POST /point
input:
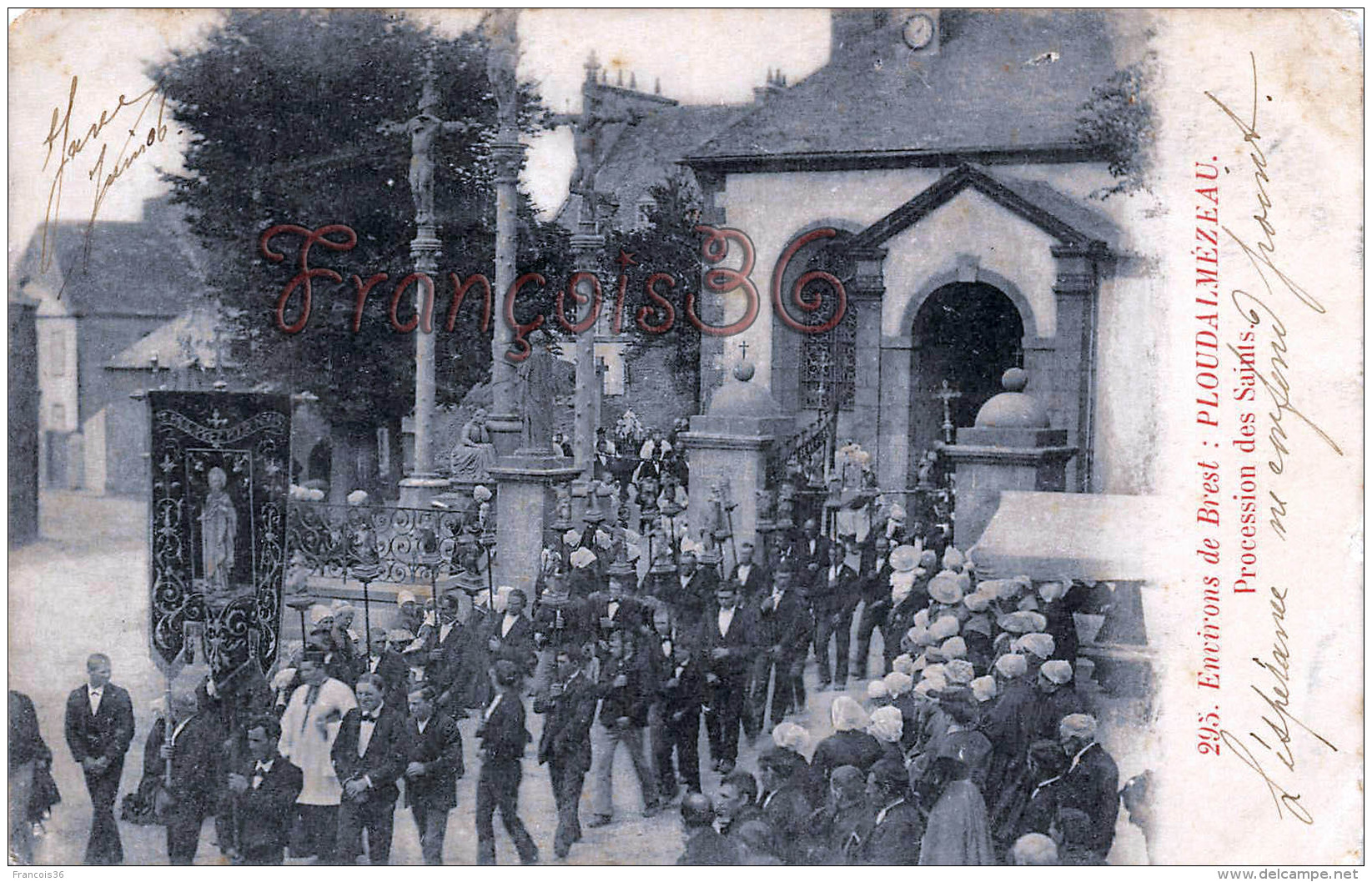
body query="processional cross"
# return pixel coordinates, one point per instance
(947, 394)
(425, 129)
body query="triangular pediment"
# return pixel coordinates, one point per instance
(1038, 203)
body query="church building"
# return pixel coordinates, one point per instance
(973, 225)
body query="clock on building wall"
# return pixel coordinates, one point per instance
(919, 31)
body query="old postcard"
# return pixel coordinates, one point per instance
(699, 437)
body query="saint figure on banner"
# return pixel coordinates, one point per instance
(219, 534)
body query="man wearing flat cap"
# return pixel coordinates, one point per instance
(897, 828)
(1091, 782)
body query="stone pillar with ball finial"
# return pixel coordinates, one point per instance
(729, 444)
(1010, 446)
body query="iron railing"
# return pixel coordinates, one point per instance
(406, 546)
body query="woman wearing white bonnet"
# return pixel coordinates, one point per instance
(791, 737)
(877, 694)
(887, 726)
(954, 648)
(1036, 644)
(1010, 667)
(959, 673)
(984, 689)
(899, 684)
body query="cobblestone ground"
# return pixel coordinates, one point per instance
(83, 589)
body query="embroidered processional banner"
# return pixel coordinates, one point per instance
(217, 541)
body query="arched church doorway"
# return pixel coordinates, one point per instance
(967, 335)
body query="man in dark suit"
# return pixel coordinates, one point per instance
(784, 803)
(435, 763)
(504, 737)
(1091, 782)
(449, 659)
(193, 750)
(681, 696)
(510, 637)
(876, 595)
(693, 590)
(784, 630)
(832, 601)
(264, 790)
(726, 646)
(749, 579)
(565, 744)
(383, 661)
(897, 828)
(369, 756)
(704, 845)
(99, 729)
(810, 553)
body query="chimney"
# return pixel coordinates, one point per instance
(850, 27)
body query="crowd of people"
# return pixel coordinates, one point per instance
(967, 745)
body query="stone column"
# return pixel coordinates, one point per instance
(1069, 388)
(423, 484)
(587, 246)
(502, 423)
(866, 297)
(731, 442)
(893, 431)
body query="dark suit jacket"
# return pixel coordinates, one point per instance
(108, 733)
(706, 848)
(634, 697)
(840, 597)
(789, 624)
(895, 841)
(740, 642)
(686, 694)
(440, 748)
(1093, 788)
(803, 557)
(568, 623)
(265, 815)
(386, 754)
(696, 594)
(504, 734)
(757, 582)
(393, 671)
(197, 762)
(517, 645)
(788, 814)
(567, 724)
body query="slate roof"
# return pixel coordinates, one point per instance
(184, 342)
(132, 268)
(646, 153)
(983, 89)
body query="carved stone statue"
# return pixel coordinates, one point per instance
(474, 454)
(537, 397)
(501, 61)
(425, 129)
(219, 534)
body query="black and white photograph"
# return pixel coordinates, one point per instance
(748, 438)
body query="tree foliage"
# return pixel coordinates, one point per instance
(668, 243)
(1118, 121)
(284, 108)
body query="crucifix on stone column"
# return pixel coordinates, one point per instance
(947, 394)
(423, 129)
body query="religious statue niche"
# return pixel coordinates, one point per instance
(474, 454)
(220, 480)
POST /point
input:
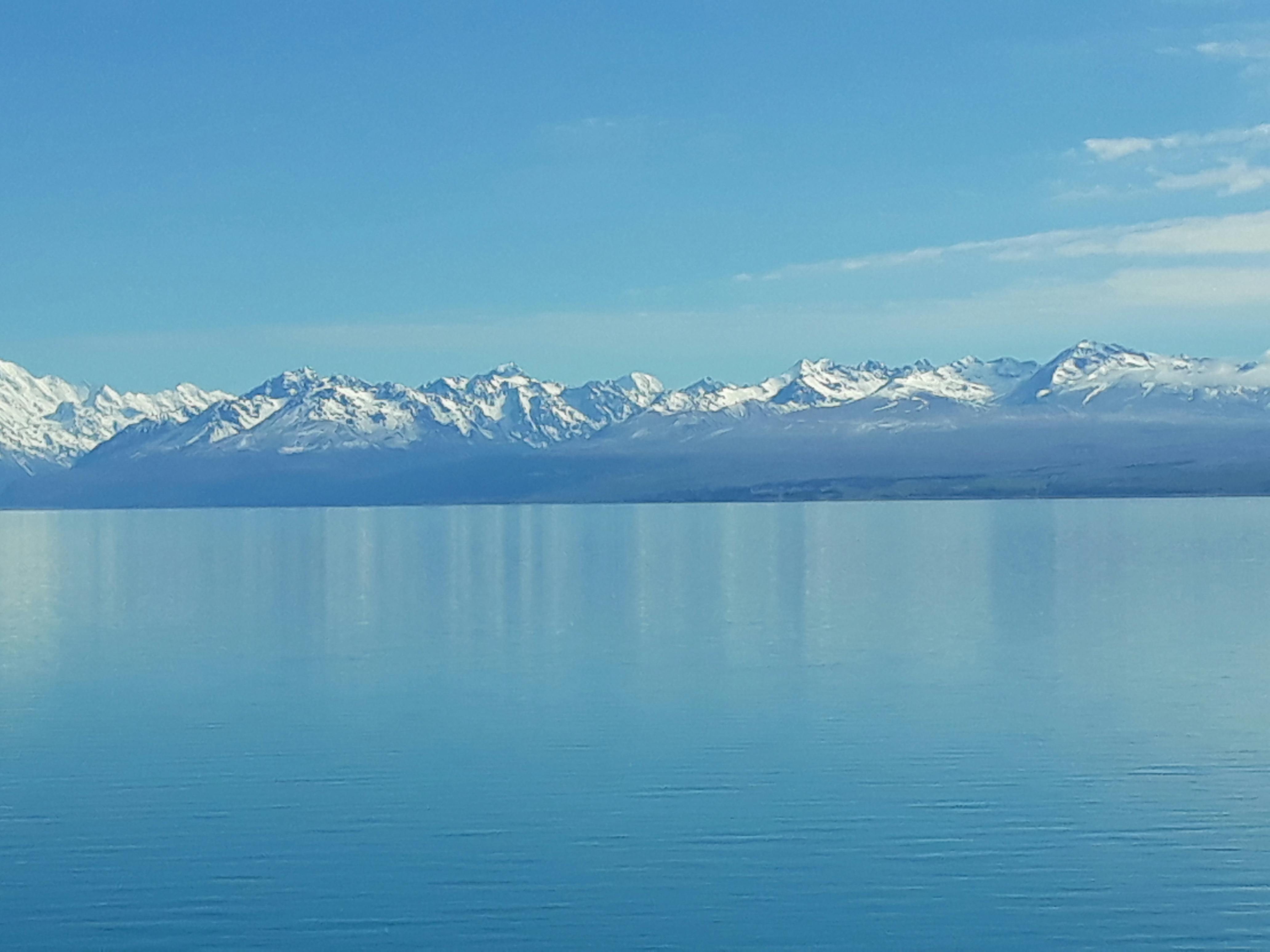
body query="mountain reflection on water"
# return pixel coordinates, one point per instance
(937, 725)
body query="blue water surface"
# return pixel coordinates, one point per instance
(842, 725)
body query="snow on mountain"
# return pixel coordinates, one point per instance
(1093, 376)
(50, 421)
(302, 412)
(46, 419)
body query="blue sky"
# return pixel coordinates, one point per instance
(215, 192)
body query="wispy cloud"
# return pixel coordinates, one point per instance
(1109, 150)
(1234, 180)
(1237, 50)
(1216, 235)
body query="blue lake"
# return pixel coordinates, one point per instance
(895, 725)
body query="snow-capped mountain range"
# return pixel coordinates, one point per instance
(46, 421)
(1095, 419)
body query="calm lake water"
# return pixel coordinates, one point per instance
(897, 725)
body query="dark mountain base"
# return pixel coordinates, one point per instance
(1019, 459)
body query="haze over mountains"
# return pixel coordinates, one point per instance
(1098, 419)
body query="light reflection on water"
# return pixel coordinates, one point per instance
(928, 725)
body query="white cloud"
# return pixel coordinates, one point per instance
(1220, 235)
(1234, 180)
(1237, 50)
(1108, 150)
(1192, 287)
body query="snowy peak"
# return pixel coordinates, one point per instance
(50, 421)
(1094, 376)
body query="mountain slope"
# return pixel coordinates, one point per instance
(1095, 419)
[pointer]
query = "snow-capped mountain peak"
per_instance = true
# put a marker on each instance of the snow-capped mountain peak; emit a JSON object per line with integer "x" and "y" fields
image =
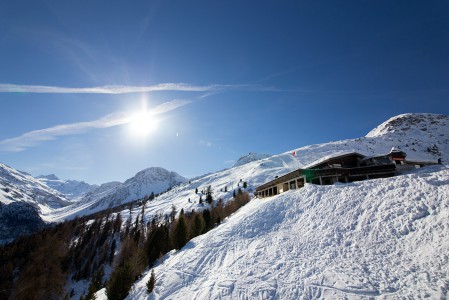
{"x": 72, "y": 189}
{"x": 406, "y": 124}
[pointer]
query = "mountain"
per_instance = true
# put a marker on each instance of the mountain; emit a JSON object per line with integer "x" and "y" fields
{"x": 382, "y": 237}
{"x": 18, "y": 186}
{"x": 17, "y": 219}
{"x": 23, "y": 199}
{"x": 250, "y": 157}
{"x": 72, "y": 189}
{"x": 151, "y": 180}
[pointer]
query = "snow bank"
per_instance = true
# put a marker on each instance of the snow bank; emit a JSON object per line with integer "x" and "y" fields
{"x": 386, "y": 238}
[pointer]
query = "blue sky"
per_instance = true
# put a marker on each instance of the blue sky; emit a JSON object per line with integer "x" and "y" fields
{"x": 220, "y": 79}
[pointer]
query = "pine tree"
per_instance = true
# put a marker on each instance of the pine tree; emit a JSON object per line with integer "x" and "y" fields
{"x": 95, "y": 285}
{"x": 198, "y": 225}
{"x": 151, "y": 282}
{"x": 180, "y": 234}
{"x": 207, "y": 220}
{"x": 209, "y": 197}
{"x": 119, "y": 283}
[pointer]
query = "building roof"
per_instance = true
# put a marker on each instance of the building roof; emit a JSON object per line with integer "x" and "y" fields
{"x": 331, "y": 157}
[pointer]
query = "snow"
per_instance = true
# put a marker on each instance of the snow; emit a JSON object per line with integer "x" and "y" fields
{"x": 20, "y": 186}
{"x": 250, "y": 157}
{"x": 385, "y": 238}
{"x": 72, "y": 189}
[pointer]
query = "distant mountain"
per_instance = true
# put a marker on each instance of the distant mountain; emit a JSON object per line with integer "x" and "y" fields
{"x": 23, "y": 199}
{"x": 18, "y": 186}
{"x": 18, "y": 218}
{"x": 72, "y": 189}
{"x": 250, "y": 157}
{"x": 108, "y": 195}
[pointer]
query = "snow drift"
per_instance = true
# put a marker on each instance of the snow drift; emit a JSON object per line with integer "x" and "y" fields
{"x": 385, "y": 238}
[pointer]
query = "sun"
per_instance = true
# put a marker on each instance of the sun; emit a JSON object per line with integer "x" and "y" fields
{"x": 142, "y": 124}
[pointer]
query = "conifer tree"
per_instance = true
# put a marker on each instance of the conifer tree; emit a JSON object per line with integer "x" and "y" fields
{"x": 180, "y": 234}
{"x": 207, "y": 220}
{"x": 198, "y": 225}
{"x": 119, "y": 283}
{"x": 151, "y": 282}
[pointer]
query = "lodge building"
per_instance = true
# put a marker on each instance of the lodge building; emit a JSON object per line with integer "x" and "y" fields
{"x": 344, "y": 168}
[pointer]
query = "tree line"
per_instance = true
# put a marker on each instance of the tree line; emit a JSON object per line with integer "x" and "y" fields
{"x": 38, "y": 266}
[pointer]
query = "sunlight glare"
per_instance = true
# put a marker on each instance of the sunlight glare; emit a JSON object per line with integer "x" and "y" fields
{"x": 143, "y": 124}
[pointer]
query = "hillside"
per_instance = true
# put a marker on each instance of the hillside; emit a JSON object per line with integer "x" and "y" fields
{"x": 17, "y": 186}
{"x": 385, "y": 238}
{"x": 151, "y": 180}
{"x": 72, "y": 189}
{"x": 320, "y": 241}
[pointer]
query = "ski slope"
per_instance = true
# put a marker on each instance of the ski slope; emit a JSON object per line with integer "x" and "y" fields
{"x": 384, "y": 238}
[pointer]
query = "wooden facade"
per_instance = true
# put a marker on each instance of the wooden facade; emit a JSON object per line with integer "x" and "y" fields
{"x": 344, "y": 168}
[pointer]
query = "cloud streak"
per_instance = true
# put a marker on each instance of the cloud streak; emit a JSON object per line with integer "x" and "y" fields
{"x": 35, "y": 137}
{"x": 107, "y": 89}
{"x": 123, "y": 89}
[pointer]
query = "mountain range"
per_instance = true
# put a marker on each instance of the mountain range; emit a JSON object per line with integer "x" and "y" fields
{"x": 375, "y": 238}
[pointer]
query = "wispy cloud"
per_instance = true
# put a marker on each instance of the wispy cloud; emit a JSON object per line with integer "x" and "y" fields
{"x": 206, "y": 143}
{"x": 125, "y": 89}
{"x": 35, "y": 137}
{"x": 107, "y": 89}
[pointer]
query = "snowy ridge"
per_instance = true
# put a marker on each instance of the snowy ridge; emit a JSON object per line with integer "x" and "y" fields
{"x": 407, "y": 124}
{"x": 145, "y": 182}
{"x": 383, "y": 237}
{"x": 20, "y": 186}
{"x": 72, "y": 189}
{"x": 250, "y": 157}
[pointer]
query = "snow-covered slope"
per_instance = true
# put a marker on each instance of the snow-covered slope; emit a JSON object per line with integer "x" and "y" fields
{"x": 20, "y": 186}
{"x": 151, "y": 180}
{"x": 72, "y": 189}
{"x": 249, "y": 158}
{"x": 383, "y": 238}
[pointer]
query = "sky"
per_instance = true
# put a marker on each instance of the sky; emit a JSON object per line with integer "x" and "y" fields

----------

Reproduce the records verbatim, starting at the very beginning and ending at the line that contains "(1038, 203)", with both ends included. Leave the pictures out of your copy.

POST /point
input:
body query="processional cross"
# return pixel coordinates, one point per instance
(947, 394)
(425, 129)
body query="triangular pediment"
# return pixel coordinates, one point per instance
(1038, 203)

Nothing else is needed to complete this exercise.